WORK INSTRUCTIONS: Repeat verbatim the lines of the data below, beginning with the line containing "Give the mask of every instance of the **bird's dark" and continuing to the end.

INPUT ROWS:
* * *

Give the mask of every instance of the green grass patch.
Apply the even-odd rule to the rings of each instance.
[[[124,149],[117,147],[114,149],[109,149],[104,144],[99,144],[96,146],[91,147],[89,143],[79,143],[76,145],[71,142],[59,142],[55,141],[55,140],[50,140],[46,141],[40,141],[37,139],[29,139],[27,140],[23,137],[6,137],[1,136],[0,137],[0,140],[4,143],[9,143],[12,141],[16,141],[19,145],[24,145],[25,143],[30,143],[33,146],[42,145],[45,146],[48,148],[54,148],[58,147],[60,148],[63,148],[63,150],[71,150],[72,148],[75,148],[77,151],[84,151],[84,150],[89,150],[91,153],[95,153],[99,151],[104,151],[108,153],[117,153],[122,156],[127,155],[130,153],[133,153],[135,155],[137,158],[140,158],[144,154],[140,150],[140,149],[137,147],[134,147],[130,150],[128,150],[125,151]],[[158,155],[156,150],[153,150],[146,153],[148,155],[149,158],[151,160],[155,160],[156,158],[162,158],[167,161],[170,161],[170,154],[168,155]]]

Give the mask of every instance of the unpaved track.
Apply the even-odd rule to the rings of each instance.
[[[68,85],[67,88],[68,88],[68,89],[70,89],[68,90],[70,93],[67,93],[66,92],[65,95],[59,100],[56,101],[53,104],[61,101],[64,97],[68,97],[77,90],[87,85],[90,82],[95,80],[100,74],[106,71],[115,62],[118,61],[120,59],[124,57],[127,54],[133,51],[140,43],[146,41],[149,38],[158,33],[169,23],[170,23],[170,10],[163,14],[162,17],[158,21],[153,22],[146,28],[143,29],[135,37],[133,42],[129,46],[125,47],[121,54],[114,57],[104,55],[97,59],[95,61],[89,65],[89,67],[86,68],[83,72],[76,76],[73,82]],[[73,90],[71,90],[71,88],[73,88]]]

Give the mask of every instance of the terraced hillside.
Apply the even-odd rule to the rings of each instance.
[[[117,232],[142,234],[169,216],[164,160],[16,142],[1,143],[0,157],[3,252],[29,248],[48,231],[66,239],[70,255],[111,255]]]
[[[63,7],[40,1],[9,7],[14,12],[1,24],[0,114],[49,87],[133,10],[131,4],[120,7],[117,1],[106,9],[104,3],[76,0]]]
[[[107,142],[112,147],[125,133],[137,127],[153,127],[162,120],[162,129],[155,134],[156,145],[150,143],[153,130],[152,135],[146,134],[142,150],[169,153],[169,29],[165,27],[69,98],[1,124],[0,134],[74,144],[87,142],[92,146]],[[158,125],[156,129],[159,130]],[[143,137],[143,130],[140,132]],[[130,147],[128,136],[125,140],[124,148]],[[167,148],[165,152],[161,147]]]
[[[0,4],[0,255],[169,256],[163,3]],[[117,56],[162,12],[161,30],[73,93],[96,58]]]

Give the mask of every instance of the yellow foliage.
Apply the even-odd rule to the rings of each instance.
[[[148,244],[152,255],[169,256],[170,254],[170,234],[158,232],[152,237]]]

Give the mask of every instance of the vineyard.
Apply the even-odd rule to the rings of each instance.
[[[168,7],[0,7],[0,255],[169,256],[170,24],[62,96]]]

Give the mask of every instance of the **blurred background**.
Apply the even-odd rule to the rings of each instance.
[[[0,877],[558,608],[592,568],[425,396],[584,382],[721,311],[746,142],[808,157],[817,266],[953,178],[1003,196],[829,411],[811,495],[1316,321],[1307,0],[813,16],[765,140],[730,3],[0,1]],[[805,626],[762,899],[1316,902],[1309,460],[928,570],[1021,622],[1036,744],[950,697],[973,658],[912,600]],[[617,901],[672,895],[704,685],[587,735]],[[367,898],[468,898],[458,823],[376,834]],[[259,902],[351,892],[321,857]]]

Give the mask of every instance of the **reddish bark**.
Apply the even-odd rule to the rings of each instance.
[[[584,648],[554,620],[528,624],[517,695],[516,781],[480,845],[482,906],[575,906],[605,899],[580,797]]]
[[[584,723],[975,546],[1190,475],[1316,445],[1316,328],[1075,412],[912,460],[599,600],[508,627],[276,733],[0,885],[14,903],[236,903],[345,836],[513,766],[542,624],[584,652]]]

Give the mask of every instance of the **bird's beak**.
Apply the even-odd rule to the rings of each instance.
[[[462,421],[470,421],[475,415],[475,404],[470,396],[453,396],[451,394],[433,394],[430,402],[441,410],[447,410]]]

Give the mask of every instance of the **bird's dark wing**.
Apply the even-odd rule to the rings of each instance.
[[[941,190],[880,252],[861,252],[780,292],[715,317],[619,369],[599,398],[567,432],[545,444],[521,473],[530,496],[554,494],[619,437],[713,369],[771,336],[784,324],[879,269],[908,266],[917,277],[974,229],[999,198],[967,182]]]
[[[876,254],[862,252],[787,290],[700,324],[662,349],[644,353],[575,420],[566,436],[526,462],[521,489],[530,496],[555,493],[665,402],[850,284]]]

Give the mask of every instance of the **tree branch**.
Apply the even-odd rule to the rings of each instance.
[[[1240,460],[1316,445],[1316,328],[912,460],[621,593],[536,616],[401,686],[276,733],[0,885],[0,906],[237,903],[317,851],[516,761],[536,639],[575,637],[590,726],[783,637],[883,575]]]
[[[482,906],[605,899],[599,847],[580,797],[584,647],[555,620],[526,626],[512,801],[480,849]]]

* * *

EXERCISE RESULT:
Give the mask of every instance of the **bird's dark wing**.
Apply the even-odd rule to the rings of each instance.
[[[941,190],[880,252],[861,252],[780,292],[715,317],[619,369],[599,398],[567,432],[545,444],[521,473],[530,496],[554,494],[619,437],[713,369],[771,336],[784,324],[879,269],[908,266],[917,277],[974,229],[999,198],[967,182]]]
[[[876,254],[862,252],[787,290],[700,324],[662,349],[644,353],[575,420],[566,436],[526,462],[521,489],[530,496],[555,493],[665,402],[850,284]]]

Give the mask of every instance of the **tree branch**.
Apply the even-odd rule to the rings of each instance.
[[[1240,460],[1316,445],[1316,328],[912,460],[621,593],[536,616],[401,686],[276,733],[0,885],[0,906],[237,903],[317,851],[516,761],[536,639],[575,637],[590,726],[783,637],[883,575]]]
[[[482,906],[605,899],[599,847],[580,797],[584,647],[555,620],[526,626],[512,801],[480,849]]]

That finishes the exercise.